**** Metin parçası ****
Pervin Buldan: 15 Temmuz’da Meclis’e bomba yağdıranlarla farkları kalmamıştır

  • 14:01 18 Mart 2021
  • Siyaset
 
ANKARA - HDP Eş Genel Başkanları, partilerinin kapatılması davası ve Ömer Faruk Gergerlioğlu’nun vekilliğinin düşürülmesine ilişkin parti binalarında açıklama yaptı. Açıklamada konuşan Eş Genel Başkanı Pervin Buldan, “Bu tam bir darbe anlayışıdır. Bugünkü iktidarın, AKP hükümetinin, küçük ortağı ile birlikte 15 Temmuz’da Meclis’in çatısına bomba yağdıranlarla hiçbir farkları kalmamıştır” dedi. 
 
Yargıtay Cumhuriyet Başsavcısı Bekir Şahin’in Halkların Demokratik Partisi’nin (HDP) kapatılması istemiyle Anayasa Mahkemesi’nde (AYM) dava açması ve Kocaeli Milletvekili Ömer Faruk Gergerlioğlu’nun vekilliğinin düşürülmesine ilişkin HDP Merkez Yürütme Kurulu (MYK) olağanüstü toplandı. Toplantı arasında HDP Eş Genel Başkanları Pervin Buldan ve Mithat Sancar, genel merkez binalarında basın toplantısı düzenledi.
**** Veri satırları ****
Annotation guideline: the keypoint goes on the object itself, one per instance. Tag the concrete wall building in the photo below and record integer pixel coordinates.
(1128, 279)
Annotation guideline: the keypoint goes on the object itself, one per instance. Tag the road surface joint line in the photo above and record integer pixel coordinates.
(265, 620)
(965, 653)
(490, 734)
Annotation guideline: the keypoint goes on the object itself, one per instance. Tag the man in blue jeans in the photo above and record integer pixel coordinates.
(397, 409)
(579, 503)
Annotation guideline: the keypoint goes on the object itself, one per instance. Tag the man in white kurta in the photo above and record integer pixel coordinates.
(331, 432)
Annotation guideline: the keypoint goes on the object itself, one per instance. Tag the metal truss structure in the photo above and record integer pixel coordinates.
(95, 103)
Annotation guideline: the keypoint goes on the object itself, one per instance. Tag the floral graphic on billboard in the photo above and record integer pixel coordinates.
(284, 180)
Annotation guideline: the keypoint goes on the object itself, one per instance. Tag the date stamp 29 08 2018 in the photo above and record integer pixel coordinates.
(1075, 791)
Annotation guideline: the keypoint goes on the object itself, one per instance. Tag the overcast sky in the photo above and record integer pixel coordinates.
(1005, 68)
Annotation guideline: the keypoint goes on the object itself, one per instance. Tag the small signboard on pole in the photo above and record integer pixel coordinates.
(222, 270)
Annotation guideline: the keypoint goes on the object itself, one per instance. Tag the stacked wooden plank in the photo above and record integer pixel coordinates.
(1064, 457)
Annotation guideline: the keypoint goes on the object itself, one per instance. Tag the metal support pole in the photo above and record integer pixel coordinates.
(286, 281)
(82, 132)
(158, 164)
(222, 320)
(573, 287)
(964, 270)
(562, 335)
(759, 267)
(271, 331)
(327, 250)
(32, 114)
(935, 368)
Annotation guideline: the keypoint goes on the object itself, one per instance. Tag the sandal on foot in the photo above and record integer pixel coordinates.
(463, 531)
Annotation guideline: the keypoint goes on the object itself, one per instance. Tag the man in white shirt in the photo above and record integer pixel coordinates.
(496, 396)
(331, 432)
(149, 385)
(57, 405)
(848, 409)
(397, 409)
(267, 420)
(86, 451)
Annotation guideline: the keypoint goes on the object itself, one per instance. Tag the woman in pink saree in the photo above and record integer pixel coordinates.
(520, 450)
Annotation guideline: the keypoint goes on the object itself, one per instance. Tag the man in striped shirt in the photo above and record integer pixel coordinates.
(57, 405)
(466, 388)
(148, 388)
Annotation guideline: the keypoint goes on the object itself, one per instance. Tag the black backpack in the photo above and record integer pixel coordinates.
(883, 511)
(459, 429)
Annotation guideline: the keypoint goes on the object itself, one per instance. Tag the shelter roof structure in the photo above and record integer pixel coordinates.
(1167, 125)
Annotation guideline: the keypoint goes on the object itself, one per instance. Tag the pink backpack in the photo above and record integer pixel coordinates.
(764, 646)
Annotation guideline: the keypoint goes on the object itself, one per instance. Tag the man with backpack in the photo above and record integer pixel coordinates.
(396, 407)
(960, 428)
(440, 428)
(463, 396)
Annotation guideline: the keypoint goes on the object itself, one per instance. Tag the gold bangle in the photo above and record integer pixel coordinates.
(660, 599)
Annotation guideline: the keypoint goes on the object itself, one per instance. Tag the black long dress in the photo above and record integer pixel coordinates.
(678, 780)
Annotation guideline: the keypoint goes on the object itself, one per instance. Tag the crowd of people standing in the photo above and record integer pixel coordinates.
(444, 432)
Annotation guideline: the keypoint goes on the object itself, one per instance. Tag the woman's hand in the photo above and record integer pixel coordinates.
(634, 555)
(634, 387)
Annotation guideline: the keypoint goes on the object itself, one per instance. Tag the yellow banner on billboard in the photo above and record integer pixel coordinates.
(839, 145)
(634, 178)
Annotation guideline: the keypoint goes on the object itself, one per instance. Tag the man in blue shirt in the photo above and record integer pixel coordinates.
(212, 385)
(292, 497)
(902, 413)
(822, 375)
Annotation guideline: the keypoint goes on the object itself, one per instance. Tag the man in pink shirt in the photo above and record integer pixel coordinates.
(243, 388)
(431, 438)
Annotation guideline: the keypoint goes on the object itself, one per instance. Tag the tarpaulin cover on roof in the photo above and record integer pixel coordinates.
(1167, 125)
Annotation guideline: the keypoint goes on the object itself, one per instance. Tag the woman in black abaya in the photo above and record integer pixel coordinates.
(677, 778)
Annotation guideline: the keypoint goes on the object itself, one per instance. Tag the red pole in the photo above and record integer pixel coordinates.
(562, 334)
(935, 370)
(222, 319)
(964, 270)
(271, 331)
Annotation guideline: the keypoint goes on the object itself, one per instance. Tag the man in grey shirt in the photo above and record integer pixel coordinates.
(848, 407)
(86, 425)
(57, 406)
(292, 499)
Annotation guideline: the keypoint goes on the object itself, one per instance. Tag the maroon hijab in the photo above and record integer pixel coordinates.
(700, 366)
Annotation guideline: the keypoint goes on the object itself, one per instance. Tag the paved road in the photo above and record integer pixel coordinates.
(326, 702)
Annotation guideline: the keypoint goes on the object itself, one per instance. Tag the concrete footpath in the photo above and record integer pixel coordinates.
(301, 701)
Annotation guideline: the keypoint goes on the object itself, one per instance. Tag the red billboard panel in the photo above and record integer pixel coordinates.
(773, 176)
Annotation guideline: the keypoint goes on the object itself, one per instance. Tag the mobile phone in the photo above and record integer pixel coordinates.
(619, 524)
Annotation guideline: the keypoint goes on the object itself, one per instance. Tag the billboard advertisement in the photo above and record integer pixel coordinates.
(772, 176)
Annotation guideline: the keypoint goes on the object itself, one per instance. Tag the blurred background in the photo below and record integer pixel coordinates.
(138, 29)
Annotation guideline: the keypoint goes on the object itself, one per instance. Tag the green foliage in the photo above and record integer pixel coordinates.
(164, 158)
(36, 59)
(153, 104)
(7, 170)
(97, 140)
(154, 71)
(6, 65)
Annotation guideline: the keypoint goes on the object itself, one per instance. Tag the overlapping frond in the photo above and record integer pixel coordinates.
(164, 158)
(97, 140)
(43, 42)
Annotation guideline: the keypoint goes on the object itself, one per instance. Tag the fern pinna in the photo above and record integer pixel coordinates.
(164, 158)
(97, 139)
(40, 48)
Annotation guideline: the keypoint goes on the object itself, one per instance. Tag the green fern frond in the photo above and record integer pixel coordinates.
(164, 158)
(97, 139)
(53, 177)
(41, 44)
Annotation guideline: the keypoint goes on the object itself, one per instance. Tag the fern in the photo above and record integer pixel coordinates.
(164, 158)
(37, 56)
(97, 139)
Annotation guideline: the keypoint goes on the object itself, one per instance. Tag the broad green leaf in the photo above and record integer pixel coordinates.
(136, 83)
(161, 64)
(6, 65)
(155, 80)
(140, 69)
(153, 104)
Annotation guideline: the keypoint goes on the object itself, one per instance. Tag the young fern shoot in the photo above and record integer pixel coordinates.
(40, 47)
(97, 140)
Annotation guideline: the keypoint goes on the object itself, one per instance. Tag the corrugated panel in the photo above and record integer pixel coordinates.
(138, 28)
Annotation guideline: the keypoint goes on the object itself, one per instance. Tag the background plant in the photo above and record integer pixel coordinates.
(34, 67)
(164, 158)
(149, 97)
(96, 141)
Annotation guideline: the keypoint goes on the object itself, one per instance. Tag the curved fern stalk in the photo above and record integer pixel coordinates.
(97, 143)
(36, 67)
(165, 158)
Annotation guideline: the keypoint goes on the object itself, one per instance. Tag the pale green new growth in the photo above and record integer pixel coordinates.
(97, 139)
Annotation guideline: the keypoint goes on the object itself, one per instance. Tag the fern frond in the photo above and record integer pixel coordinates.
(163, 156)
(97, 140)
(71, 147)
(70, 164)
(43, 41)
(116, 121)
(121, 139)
****
Yönerge:
Şu ifadeler metin parçasıyla uyuşuyor mu? Her biri için evet ya da hayır deyin ve karar veren sözleri metinden olduğu gibi alıntılayın. (a) HDP Eş Genel Başkanları açıklamayı parti binalarında yaptı. (b) Kapatma davasını Anayasa Mahkemesi'nde Bekir Şahin açtı. (c) Ömer Faruk Gergerlioğlu Ankara milletvekilidir. Bu satırların metin parçasıyla hiçbir ilgisi yok.

Aşağıdaki çıktı:
(a) Evet: "partilerinin kapatılması davası ve Ömer Faruk Gergerlioğlu’nun vekilliğinin düşürülmesine ilişkin parti binalarında açıklama yaptı"
(b) Evet: "Yargıtay Cumhuriyet Başsavcısı Bekir Şahin’in Halkların Demokratik Partisi’nin (HDP) kapatılması istemiyle Anayasa Mahkemesi’nde (AYM) dava açması"
(c) Hayır: "Kocaeli Milletvekili Ömer Faruk Gergerlioğlu’nun"